— EXERCISE DESCRIPTION —
Copy out the data below verbatim.

---

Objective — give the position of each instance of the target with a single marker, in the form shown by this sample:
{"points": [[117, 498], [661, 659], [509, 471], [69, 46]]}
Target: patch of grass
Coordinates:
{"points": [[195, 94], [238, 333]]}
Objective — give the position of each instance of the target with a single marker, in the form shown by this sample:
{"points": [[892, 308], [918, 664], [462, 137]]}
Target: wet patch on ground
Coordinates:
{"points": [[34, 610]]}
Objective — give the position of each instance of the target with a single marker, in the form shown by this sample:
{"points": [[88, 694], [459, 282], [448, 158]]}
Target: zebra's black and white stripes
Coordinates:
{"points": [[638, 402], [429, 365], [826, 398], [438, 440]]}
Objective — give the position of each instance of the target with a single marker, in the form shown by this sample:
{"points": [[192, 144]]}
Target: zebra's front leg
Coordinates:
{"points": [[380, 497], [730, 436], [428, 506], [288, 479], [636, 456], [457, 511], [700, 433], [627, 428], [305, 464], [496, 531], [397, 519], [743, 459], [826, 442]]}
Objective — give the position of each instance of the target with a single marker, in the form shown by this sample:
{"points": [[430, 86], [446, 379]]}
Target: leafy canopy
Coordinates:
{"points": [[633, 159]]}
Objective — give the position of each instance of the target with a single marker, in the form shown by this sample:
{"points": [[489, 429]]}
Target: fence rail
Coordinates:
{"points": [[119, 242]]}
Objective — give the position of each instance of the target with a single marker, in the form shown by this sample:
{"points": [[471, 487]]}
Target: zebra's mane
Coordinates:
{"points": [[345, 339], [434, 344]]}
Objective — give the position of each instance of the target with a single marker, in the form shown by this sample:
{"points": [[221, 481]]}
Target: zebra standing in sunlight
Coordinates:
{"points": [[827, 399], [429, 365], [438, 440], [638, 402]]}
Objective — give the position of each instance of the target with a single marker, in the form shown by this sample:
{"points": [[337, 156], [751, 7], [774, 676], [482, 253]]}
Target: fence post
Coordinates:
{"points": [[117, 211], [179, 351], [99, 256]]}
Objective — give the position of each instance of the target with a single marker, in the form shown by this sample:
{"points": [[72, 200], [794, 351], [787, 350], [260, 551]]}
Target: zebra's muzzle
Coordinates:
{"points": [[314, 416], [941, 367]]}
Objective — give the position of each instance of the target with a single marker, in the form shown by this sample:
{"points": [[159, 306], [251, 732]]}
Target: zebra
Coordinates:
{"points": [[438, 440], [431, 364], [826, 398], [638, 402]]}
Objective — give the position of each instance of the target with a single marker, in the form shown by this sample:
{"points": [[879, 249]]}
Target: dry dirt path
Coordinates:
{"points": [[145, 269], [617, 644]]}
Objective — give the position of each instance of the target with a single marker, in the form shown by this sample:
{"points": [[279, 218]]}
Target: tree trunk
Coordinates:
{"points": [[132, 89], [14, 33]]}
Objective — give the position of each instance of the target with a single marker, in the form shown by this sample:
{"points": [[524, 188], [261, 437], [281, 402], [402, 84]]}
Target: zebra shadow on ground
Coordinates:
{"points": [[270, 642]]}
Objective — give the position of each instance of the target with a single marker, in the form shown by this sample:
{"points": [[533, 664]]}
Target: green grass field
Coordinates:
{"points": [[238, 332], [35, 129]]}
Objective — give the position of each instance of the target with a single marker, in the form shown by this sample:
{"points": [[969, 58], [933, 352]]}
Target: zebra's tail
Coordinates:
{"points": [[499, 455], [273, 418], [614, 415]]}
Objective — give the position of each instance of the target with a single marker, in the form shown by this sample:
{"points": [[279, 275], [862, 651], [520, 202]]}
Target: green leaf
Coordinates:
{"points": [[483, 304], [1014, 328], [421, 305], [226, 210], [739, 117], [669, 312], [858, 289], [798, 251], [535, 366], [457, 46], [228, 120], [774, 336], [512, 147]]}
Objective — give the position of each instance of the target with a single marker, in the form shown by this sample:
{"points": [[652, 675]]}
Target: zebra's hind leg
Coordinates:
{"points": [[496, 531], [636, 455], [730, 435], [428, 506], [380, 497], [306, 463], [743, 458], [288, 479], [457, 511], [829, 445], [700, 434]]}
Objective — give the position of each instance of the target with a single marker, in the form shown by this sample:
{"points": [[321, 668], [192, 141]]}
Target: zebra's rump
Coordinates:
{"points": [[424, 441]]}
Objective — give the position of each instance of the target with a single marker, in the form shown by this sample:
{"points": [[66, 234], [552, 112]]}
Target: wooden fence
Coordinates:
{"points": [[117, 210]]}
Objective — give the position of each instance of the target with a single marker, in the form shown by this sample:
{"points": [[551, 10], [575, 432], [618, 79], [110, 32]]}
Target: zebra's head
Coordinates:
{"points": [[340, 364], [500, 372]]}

---

— SOLUTION TO THE EXERCISE —
Objective — give the position of each instance of the target with a single marker, in the form shown by this sample:
{"points": [[117, 498], [661, 659], [509, 471], [69, 46]]}
Target: patch of grass
Coordinates:
{"points": [[195, 94], [238, 333]]}
Objective — give the position of each instance of the target with a single marker, in the form shown by this sample:
{"points": [[892, 308], [918, 664], [462, 137]]}
Target: wet patch on ground
Coordinates:
{"points": [[34, 610]]}
Objective — give the position of each instance of the target with a single marker, in the form shown by this sample:
{"points": [[88, 694], [459, 282], [448, 158]]}
Target: zebra's black and white stripes
Coordinates:
{"points": [[638, 402], [429, 365], [826, 398], [438, 440]]}
Objective — give the position of each instance of the target with a single marker, in the form shown by this sample:
{"points": [[192, 144]]}
Target: zebra's front leg
Coordinates:
{"points": [[380, 497], [730, 436], [428, 506], [288, 479], [636, 456], [457, 511], [700, 433], [627, 428], [305, 464], [496, 531], [397, 519], [743, 459], [826, 442]]}
Objective — give the position of each instance of the target with a single marker, in the form shown by this sample:
{"points": [[430, 86], [446, 379]]}
Target: leafy canopy
Coordinates:
{"points": [[633, 159]]}
Objective — give the position of each instance of the target with a single marker, in the form shown by this sample:
{"points": [[489, 429]]}
Target: fence rail
Coordinates:
{"points": [[119, 242]]}
Objective — give the position of each instance of the target with a single marker, in the form shown by this sample:
{"points": [[471, 487]]}
Target: zebra's mane
Coordinates:
{"points": [[345, 339], [434, 344]]}
Objective — give the position of each instance of the target with a single marker, in the form shown by this sample:
{"points": [[221, 481]]}
Target: zebra standing in sunlight
Coordinates:
{"points": [[827, 399], [429, 365], [438, 440], [638, 402]]}
Objective — give the position of each instance of the target with a single marker, in the form shown by this sample:
{"points": [[337, 156], [751, 7], [774, 676], [482, 253]]}
Target: fence post
Coordinates:
{"points": [[117, 211], [179, 351], [99, 256]]}
Objective — give the position of each instance of the target with a single marker, in the form shown by this sample:
{"points": [[72, 200], [794, 351], [787, 350], [260, 551]]}
Target: zebra's muzzle
Coordinates:
{"points": [[314, 416], [941, 367]]}
Objective — give the position of each instance of the target with a single marker, in the form shown by this sample:
{"points": [[159, 306], [251, 732]]}
Target: zebra
Coordinates:
{"points": [[438, 440], [431, 364], [826, 398], [638, 402]]}
Objective — give the position of each instance of the target with a single marker, in the form shown by this sample:
{"points": [[879, 249]]}
Target: dry dirt path
Coordinates:
{"points": [[145, 269], [617, 644]]}
Objective — give the position of each instance of the target with a single marker, in the form shown by this sample:
{"points": [[279, 218]]}
Target: tree trunk
Coordinates:
{"points": [[132, 89], [14, 33]]}
Objective — give the position of each instance of the target with a single marker, in the form shown by this sample:
{"points": [[524, 188], [261, 437], [281, 402], [402, 84]]}
Target: zebra shadow on ground
Coordinates:
{"points": [[270, 642]]}
Objective — give the position of each instance of the target with a single marker, in the form shown by this sample:
{"points": [[533, 664]]}
Target: green grass field
Coordinates:
{"points": [[238, 332], [35, 129]]}
Objective — give the position of each instance of the target with a single marker, in the form shown by this sample:
{"points": [[969, 58], [933, 352]]}
Target: zebra's tail
Coordinates:
{"points": [[499, 455], [273, 418], [614, 415]]}
Objective — give the position of each instance of the target with a single marker, in the form shown by this sample:
{"points": [[279, 275], [862, 651], [520, 202]]}
Target: green leaf
Coordinates:
{"points": [[483, 304], [1014, 328], [421, 305], [226, 210], [739, 117], [669, 312], [858, 289], [798, 251], [535, 366], [457, 46], [228, 120], [774, 336], [512, 147]]}
Objective — give the position of each instance of the target with a single marker, in the form shown by this sample:
{"points": [[652, 675]]}
Target: zebra's hind leg
Coordinates:
{"points": [[496, 531], [636, 455], [730, 435], [428, 506], [380, 497], [306, 463], [743, 458], [288, 479], [457, 511], [829, 445], [700, 434]]}
Objective — give the position of each instance of the target with a single marker, in the form shown by this sample:
{"points": [[321, 668], [192, 141]]}
Target: zebra's rump
Coordinates:
{"points": [[424, 441]]}
Objective — give the position of each instance of the target with a single marker, in the form shown by this sample:
{"points": [[66, 234], [552, 112]]}
Target: wooden fence
Coordinates:
{"points": [[117, 210]]}
Objective — give the position of each instance of the target with a single marker, in the form shown by this sample:
{"points": [[551, 10], [575, 432], [618, 79], [110, 32]]}
Target: zebra's head
Coordinates:
{"points": [[340, 364], [500, 372]]}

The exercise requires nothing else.